+++ INPUT FOR THIS TASK +++

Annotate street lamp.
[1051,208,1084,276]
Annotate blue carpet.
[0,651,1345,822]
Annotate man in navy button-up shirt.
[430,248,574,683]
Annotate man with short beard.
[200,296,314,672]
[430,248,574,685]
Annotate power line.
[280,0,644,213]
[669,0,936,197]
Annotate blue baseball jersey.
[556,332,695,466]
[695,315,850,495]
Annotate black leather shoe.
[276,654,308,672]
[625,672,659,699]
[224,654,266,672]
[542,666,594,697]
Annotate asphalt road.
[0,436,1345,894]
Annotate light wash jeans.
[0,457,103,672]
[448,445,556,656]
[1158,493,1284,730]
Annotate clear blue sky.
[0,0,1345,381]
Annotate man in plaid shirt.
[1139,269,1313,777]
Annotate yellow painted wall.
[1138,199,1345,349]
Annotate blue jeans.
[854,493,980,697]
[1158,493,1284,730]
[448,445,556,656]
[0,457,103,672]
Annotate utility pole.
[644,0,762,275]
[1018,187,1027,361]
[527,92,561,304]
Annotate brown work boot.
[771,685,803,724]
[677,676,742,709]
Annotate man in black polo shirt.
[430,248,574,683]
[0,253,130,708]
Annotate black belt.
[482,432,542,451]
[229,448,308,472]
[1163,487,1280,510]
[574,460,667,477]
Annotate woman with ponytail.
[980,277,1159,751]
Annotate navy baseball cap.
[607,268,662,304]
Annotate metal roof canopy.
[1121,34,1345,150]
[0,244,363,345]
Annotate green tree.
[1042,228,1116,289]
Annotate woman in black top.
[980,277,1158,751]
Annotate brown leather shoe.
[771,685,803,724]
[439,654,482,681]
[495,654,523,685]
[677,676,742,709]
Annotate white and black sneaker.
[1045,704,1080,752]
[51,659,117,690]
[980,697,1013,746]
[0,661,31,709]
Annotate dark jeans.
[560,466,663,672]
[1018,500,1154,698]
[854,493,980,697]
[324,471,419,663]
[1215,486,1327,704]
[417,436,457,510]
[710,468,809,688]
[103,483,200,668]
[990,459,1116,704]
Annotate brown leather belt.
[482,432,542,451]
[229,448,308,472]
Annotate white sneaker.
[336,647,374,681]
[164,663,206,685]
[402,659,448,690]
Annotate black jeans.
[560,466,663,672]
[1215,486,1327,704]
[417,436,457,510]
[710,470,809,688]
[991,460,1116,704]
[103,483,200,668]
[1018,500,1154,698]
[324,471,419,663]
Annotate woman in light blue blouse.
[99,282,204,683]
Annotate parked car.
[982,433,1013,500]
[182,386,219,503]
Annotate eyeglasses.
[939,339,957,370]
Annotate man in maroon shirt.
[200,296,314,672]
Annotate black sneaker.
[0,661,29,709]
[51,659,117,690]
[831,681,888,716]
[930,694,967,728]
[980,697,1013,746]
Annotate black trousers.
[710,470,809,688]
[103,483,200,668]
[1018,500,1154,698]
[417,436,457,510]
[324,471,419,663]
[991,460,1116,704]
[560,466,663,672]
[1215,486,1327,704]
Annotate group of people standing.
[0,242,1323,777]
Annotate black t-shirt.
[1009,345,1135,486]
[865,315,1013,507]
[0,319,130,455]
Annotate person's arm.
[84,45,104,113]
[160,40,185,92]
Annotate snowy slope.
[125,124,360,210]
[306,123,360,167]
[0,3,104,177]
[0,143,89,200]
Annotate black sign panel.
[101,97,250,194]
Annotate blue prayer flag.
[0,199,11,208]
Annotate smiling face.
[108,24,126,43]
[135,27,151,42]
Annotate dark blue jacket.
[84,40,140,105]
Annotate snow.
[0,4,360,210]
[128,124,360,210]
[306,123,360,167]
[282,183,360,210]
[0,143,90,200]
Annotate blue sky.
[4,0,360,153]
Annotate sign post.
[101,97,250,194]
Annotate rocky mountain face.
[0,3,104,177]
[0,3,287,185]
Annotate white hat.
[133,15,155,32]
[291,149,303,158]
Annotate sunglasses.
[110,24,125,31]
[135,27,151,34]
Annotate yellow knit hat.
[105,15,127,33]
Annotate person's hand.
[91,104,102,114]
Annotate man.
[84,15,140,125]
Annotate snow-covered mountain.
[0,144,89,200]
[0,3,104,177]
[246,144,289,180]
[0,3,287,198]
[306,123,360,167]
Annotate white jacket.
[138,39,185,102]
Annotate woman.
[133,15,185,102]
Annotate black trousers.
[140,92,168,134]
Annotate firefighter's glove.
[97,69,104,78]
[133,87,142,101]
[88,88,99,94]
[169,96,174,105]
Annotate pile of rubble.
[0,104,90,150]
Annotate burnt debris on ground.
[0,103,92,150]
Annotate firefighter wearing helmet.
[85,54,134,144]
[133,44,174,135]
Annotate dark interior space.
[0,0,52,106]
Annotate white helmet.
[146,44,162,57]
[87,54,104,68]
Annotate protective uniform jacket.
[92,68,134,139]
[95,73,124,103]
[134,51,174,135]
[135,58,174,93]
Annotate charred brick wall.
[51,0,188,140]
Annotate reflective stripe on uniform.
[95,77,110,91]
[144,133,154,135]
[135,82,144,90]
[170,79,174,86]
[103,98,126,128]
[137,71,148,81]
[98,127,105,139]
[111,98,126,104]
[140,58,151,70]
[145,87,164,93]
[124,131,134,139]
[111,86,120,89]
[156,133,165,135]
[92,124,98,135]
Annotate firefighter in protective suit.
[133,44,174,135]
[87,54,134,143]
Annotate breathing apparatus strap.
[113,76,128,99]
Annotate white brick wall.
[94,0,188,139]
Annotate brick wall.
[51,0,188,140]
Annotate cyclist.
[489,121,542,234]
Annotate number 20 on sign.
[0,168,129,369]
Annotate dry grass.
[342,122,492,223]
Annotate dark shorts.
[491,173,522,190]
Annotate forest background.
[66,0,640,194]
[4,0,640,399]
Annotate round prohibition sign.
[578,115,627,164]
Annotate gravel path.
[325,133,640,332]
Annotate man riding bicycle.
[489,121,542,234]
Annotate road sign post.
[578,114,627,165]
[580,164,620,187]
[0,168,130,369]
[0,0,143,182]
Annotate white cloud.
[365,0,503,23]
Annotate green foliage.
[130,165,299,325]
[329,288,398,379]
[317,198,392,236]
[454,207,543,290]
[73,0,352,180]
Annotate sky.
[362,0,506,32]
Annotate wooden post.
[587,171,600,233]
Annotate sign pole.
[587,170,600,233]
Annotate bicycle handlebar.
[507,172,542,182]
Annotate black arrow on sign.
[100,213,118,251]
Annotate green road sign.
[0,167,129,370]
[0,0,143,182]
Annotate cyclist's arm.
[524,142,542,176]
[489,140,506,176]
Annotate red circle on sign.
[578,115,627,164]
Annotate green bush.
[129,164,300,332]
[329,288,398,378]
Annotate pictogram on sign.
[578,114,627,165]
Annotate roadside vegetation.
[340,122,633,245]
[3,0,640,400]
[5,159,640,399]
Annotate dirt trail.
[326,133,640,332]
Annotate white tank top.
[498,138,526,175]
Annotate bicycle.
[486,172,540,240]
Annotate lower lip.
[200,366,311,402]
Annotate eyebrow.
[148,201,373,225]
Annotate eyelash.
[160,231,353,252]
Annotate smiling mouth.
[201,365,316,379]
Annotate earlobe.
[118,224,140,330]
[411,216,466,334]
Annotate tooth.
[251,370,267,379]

+++

◆ TO BE DONE: Could you give all of the entries above as a two-column CSV with the header row "instruction,boxes"? Put one row per entry, with the entry's text and its answer each in a single quoted field and every line break turned into a space.

◆ OUTPUT OF THE TASK:
instruction,boxes
"Annotate street lamp.","[1051,208,1084,276]"
"Annotate blue carpet.","[0,651,1345,822]"
"Annotate man in navy button-up shirt.","[430,248,574,683]"
"Annotate man with short beard.","[200,296,314,672] [430,248,574,685]"
"Annotate power line.","[280,0,644,213] [669,0,936,197]"
"Annotate blue baseball jersey.","[556,332,695,466] [695,315,850,495]"
"Annotate black leather shoe.","[276,654,308,672] [625,672,659,699] [224,654,266,672] [542,666,594,697]"
"Annotate asphalt road.","[0,436,1345,894]"
"Annotate light wash jeans.","[0,457,103,672] [448,445,556,656] [1158,493,1284,730]"
"Annotate clear blue sky.","[0,0,1345,381]"
"Annotate man in plaid shirt.","[1139,269,1313,777]"
"Annotate yellow painted wall.","[1138,199,1345,349]"
"Annotate blue jeans.","[854,493,980,697] [1158,493,1284,730] [448,445,556,656] [0,457,103,672]"
"Annotate utility pole.","[644,0,762,275] [1018,187,1027,361] [527,92,561,304]"
"Annotate brown work boot.","[771,685,803,724] [677,676,742,709]"
"Annotate man in black polo shirt.","[430,248,574,683] [0,253,130,708]"
"Annotate black belt.","[482,432,542,451] [229,448,308,472] [1163,487,1280,510] [574,460,667,477]"
"Annotate woman with ponytail.","[980,277,1159,751]"
"Annotate navy baseball cap.","[607,268,662,304]"
"Annotate metal roof canopy.","[1121,34,1345,150] [0,244,363,345]"
"Annotate green tree.","[1042,228,1116,289]"
"Annotate woman in black top.","[980,277,1158,751]"
"Annotate brown leather shoe.","[771,685,803,724] [439,654,482,681] [495,654,523,685] [677,676,742,709]"
"Annotate white and black sneaker.","[1045,704,1080,752] [51,659,117,690] [980,697,1013,746] [0,661,31,709]"
"Annotate dark jeans.","[560,466,663,672] [1018,500,1154,698] [854,493,980,697] [324,471,419,663] [1215,486,1327,704] [417,436,457,510] [710,468,809,688] [103,483,200,668] [990,459,1116,704]"
"Annotate brown leather belt.","[482,432,542,451] [229,448,308,472]"
"Annotate white sneaker.","[336,647,374,681] [164,663,206,685] [402,659,448,690]"
"Annotate black jeans.","[560,466,663,672] [1215,486,1327,704] [417,436,457,510] [710,470,809,688] [991,460,1116,704] [103,483,200,668] [1018,500,1154,698] [324,471,419,663]"
"Annotate woman in light blue blouse.","[99,282,204,683]"
"Annotate parked car.","[982,433,1013,500] [182,386,219,503]"
"Annotate eyeglasses.","[939,339,957,370]"
"Annotate man in maroon shirt.","[200,296,314,672]"
"Annotate black sneaker.","[0,661,29,709] [51,659,117,690] [831,681,888,716] [930,694,967,728] [980,697,1013,746]"
"Annotate black trousers.","[710,470,809,688] [103,483,200,668] [1018,500,1154,698] [417,436,457,510] [324,471,419,663] [991,460,1116,704] [560,466,663,672] [1215,486,1327,704]"
"Annotate group of people standing.","[0,242,1323,777]"
"Annotate black t-shirt.","[1009,345,1135,486] [865,315,1013,507] [0,319,130,455]"
"Annotate person's arm.","[84,45,104,113] [160,40,185,92]"
"Annotate snowy slope.","[125,124,360,210] [306,123,360,167] [0,3,104,177] [0,143,89,200]"
"Annotate black sign panel.","[101,97,250,194]"
"Annotate blue prayer flag.","[0,199,11,208]"
"Annotate smiling face.","[108,24,126,43] [135,27,151,42]"
"Annotate dark blue jacket.","[84,40,140,105]"
"Annotate snow.","[0,4,360,210] [128,124,360,210] [306,123,360,167] [282,183,360,210] [0,143,90,200]"
"Annotate blue sky.","[4,0,360,153]"
"Annotate sign post.","[101,97,250,194]"
"Annotate rocky mountain face.","[0,3,104,177] [0,3,287,185]"
"Annotate white hat.","[133,15,155,32] [291,149,303,158]"
"Annotate sunglasses.","[110,24,125,31] [135,27,151,34]"
"Annotate yellow knit hat.","[105,15,127,33]"
"Annotate person's hand.","[91,104,102,114]"
"Annotate man.","[84,15,140,125]"
"Annotate snow-covered mountain.","[0,144,89,200] [0,3,104,177] [246,144,289,180] [0,3,287,198] [306,123,360,167]"
"Annotate white jacket.","[138,39,185,102]"
"Annotate woman.","[133,15,185,102]"
"Annotate black trousers.","[140,92,168,134]"
"Annotate firefighter's glove.","[97,69,104,78] [133,87,142,101] [88,88,99,94] [169,96,174,105]"
"Annotate pile of rubble.","[0,104,90,150]"
"Annotate burnt debris on ground.","[0,103,92,150]"
"Annotate firefighter wearing helmet.","[85,54,134,144] [133,44,174,135]"
"Annotate dark interior space.","[0,0,52,106]"
"Annotate white helmet.","[146,44,162,57] [87,54,104,68]"
"Annotate protective uniform jacket.","[92,68,134,139] [95,73,124,103] [134,51,174,135] [135,58,174,93]"
"Annotate charred brick wall.","[51,0,188,140]"
"Annotate reflective stripe on uniform.","[95,77,110,91] [144,133,154,135] [135,82,144,90] [170,79,174,86] [103,98,126,128] [137,71,148,81] [98,127,105,139] [111,98,126,104] [140,58,151,70] [145,87,164,93] [124,131,134,139] [111,86,120,89] [156,133,165,135] [92,124,98,135]"
"Annotate firefighter in protective suit.","[133,44,174,135] [87,54,134,143]"
"Annotate breathing apparatus strap.","[113,76,128,99]"
"Annotate white brick wall.","[94,0,188,139]"
"Annotate brick wall.","[51,0,188,140]"
"Annotate cyclist.","[489,121,542,234]"
"Annotate number 20 on sign.","[0,168,129,369]"
"Annotate dry grass.","[342,122,492,223]"
"Annotate dark shorts.","[491,173,522,190]"
"Annotate forest background.","[66,0,640,194] [4,0,640,399]"
"Annotate round prohibition sign.","[578,115,627,164]"
"Annotate gravel path.","[325,133,640,332]"
"Annotate man riding bicycle.","[489,121,542,234]"
"Annotate road sign post.","[578,114,627,165] [580,164,620,187] [0,168,130,369] [0,0,143,182]"
"Annotate white cloud.","[365,0,503,23]"
"Annotate green foliage.","[130,165,299,325] [329,288,398,379] [317,198,392,236] [454,207,543,290] [73,0,352,180]"
"Annotate sky.","[362,0,506,32]"
"Annotate wooden post.","[587,171,600,233]"
"Annotate sign pole.","[587,170,600,233]"
"Annotate bicycle handlebar.","[507,172,542,182]"
"Annotate black arrow on sign.","[100,213,118,251]"
"Annotate green road sign.","[0,167,129,370] [0,0,143,182]"
"Annotate cyclist's arm.","[524,142,542,176] [489,140,506,176]"
"Annotate red circle on sign.","[578,115,627,164]"
"Annotate green bush.","[129,164,300,332] [329,288,398,378]"
"Annotate pictogram on sign.","[578,114,627,165]"
"Annotate roadside vegetation.","[340,122,633,245] [3,0,640,400] [5,159,640,399]"
"Annotate dirt trail.","[326,133,640,332]"
"Annotate white tank top.","[498,138,526,175]"
"Annotate bicycle.","[486,172,540,240]"
"Annotate lower lip.","[200,366,311,402]"
"Annotate eyebrow.","[148,201,373,225]"
"Annotate eyelash.","[160,231,353,252]"
"Annotate smiling mouth.","[201,365,316,379]"
"Annotate earlobe.","[118,224,140,330] [411,216,466,334]"
"Annotate tooth.","[251,370,267,379]"